## START

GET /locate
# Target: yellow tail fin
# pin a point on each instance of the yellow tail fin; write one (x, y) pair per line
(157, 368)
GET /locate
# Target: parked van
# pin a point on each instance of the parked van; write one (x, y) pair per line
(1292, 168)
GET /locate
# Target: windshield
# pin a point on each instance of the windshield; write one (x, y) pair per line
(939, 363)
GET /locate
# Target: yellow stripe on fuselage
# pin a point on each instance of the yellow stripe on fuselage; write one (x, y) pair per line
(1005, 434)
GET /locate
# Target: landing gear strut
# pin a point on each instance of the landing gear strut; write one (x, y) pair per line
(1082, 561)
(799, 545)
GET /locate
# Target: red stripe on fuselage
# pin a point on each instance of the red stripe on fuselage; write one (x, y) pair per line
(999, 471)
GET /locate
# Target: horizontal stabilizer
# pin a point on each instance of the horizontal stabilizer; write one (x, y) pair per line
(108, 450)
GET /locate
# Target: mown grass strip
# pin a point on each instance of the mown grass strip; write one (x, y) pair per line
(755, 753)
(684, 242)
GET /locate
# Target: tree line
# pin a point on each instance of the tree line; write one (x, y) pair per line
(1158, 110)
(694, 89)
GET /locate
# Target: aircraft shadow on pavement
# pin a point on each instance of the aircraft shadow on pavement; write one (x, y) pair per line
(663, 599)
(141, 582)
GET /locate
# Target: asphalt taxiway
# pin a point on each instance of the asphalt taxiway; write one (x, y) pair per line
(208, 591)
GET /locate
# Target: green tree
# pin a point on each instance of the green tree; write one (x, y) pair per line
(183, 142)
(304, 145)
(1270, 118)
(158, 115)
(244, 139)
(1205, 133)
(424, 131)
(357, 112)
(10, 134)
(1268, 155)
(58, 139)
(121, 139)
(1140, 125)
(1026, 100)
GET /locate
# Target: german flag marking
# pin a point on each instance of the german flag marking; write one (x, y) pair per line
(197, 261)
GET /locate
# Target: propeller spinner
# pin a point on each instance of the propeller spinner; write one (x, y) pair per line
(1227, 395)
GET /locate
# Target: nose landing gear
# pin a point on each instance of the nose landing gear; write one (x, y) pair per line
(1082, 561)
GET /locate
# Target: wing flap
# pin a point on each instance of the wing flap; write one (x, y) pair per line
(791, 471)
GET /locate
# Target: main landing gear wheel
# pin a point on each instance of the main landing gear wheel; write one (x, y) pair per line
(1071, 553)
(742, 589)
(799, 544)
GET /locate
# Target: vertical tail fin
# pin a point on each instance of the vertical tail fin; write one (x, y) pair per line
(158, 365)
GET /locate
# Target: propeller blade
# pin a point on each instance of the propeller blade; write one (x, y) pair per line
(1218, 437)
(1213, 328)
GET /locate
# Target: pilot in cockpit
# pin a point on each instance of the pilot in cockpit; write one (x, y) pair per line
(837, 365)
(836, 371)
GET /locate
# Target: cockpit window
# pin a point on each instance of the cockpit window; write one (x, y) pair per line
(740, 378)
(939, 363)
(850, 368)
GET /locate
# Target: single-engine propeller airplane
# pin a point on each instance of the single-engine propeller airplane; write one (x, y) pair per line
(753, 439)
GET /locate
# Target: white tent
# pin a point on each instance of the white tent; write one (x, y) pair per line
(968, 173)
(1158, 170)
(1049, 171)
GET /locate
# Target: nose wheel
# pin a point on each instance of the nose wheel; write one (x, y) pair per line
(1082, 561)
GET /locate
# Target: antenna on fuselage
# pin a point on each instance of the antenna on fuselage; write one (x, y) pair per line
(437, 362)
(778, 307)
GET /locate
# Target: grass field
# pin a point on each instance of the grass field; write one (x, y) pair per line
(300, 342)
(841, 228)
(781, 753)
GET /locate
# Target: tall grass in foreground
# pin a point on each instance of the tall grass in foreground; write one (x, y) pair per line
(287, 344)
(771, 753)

## END
## START

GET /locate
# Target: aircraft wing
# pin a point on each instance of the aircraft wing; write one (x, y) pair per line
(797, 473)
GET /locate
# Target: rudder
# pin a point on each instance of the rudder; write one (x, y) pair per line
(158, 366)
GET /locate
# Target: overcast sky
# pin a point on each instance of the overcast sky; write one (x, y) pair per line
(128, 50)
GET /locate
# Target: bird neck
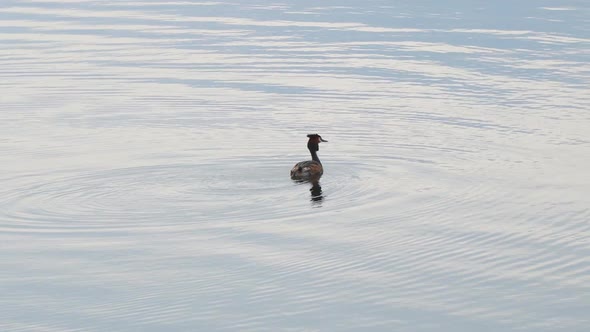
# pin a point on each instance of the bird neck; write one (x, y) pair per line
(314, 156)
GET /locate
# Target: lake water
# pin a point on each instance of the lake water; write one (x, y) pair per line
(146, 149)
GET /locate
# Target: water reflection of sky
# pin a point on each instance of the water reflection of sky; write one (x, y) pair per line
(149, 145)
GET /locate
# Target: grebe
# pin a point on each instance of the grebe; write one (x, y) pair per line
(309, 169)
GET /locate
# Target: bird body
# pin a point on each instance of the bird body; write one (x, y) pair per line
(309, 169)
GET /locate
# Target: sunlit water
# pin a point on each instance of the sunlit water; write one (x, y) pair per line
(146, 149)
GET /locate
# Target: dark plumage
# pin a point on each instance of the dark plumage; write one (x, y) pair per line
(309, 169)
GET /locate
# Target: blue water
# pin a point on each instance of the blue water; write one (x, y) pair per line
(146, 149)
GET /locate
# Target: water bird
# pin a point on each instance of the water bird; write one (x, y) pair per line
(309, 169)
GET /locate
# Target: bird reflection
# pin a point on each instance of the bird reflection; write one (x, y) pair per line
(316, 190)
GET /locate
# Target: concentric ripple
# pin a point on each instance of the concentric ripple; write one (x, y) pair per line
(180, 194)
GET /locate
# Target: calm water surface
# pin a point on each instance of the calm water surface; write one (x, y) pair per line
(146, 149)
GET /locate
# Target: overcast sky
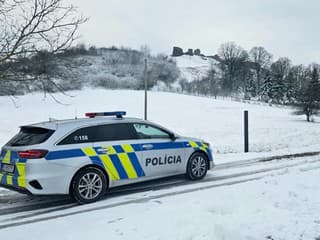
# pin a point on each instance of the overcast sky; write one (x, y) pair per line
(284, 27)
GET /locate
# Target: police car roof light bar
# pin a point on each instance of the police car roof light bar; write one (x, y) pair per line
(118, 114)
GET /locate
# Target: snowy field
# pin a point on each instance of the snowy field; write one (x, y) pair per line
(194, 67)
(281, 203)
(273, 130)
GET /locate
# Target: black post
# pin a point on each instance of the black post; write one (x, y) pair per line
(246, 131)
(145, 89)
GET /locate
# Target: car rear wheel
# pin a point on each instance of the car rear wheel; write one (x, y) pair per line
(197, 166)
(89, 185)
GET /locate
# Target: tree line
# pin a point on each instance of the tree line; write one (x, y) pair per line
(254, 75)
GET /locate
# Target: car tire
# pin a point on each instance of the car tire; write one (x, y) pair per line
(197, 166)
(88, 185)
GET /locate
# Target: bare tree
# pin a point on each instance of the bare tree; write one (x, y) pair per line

## END

GIVEN INSTRUCTION:
Find each line in the data above that contains the word "fuselage", and copy those lines out. Case counts when matching.

TASK OUTPUT:
# Target: yellow stripe on fuselage
# pin a point on each instance of the yellow stripe on fuselage; write one (x, y) pair per line
# Target: red stripe on fuselage
# pin a point on each instance of the red stripe on fuselage; write one (x, y) pair per line
# Target: antenna on fuselage
# pin a point on each instance of the antenna on fuselage; write one (x, y) pair per line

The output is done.